[Recorded data]
________________________
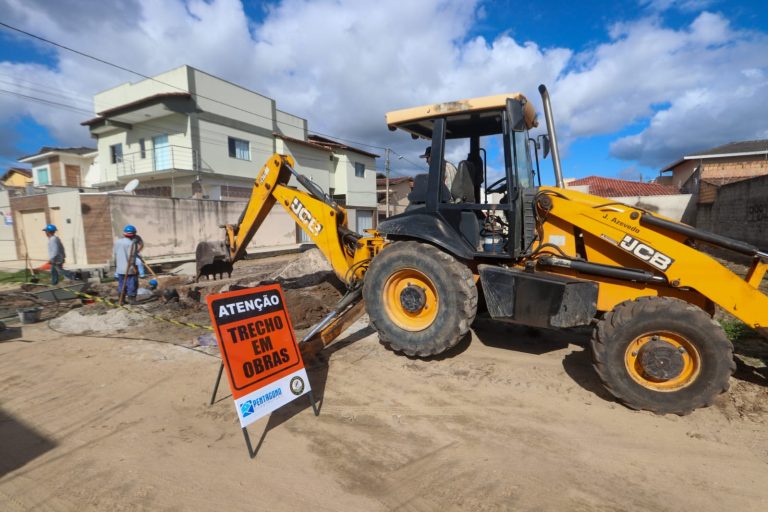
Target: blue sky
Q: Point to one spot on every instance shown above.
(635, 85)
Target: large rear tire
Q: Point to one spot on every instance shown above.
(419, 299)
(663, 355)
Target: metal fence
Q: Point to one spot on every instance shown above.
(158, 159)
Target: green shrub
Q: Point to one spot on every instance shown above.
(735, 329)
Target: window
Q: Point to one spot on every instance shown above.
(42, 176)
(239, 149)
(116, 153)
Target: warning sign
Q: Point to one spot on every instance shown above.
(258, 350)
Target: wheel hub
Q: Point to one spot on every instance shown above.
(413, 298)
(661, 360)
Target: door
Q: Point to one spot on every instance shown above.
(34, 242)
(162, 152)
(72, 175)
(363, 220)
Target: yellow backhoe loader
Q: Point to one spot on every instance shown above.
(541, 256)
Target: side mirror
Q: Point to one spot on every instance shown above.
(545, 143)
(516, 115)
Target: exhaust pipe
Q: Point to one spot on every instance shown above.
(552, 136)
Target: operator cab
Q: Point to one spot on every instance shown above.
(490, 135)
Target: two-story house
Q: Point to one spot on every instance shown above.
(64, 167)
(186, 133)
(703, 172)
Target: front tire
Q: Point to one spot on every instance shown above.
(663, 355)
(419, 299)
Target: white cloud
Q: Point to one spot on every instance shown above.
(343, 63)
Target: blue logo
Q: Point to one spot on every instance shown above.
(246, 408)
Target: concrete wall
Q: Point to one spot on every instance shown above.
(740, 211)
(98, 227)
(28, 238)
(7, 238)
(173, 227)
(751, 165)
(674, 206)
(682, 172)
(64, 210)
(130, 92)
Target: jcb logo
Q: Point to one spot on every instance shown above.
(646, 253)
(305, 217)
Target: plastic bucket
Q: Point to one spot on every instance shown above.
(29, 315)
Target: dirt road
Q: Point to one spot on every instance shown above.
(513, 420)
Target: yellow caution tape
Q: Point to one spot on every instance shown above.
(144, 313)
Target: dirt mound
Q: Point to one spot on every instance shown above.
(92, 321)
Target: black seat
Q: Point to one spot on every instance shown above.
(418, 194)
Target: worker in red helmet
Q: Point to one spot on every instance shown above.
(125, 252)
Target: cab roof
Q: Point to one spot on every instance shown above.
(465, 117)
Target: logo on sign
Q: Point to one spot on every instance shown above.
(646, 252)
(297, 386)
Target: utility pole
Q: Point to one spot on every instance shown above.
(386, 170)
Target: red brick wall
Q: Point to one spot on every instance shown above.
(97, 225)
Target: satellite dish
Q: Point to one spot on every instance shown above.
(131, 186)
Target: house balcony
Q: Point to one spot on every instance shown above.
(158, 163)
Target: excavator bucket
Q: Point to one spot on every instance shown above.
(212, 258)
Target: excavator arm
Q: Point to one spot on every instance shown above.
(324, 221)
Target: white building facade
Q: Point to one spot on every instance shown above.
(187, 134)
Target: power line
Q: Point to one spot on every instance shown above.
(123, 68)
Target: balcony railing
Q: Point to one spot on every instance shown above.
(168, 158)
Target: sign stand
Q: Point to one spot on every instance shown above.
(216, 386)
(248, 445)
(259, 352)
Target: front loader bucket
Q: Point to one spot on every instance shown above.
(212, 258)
________________________
Exercise aim: Your task is to copy the entries in full and exactly, without any images.

Answer for this exercise:
Target: blue sky
Q: Point to one spot on every instance shown above.
(635, 85)
Target: large rear tire
Q: Point to one spot on every instance shown above.
(419, 299)
(663, 355)
Target: metal fence
Q: Point to one spot on every instance shown above.
(158, 159)
Target: green shrub
Q: Point to one spot on every instance shown above.
(735, 329)
Target: window
Q: Point to one spot on every instance shown above.
(42, 176)
(239, 149)
(116, 153)
Target: warning sign
Q: Point to one spot on every instance shown above.
(258, 350)
Target: wheel hub
Q: Point to one spot on every instance shown above.
(413, 298)
(661, 360)
Target: door
Q: Point to one spot on every instance shown above.
(34, 242)
(162, 152)
(72, 175)
(363, 220)
Target: yellow backhoe loader
Q: Point to one spot on every instance shown above.
(541, 256)
Target: side mirror
Q: Point to one spot on every instance shown above.
(545, 143)
(516, 115)
Target: exhaust pipe
Q: Point to one spot on every instance shown above.
(552, 136)
Target: operator cab
Q: Point to one spot on every instance shown above.
(490, 135)
Target: two-story house
Q: Point to one spot on every instance shown above.
(64, 167)
(186, 133)
(703, 172)
Target: front tire
Q: Point to one spot on every instance shown above.
(663, 355)
(419, 299)
Target: white cloud
Q: Point to one spot on every instance shown above.
(343, 63)
Target: blue logo
Q: Point to one spot on every instance shown above.
(246, 408)
Target: concrete wall
Q: Point to one spot on every instance shown above.
(740, 211)
(98, 227)
(28, 238)
(7, 238)
(173, 227)
(751, 165)
(674, 206)
(682, 172)
(64, 210)
(130, 92)
Target: jcb logo
Q: Point to one spot on every instance shown above.
(646, 253)
(305, 217)
Target: plastic bucket
Q: Point to one spot on every instance shown above.
(29, 315)
Target: dirt road
Q: Point to one spot on every instance shown above.
(513, 420)
Target: yellow caution tape
Q: Point to one spot on every instance shown above.
(144, 313)
Target: dirt mound
Q: Point to one spot on every instance shown above.
(92, 321)
Target: black seat
Q: Point to one spot on every instance shown above.
(418, 194)
Target: worker in red helmet
Q: Point to one spot on every instance shown above.
(125, 252)
Target: cab roof
Q: Point to one spot on every instance shown above.
(465, 117)
Target: logo on sign
Q: Point to one spot on every instance shown above.
(646, 252)
(297, 386)
Target: utility pole
Q: Point to one spot on every instance shown above.
(386, 170)
Target: red brick wall
Q: Point to one spot on every instance shown above.
(97, 225)
Target: satellite dish
Q: Point to one spot on every instance shown above.
(131, 186)
Target: house balcony
Q: Point to one spot on every instance shown above.
(158, 163)
Target: excavator bucket
Q: Point to one spot on every instance shown above.
(212, 258)
Target: excavator arm
Q: Point to one spot on every instance shown above.
(324, 221)
Target: white building facade
Q: Point to one spot on every instance shown above.
(187, 134)
Target: power line
Q: Point to one spot on every instance shown above.
(123, 68)
Target: balcony railing
Q: Point to one spot on every instance shown above.
(168, 158)
Target: sign stand
Q: Point to one spot on every instance shown above.
(216, 386)
(248, 445)
(259, 352)
Target: front loader bucket
Q: Point to one spot on every instance shown above.
(212, 258)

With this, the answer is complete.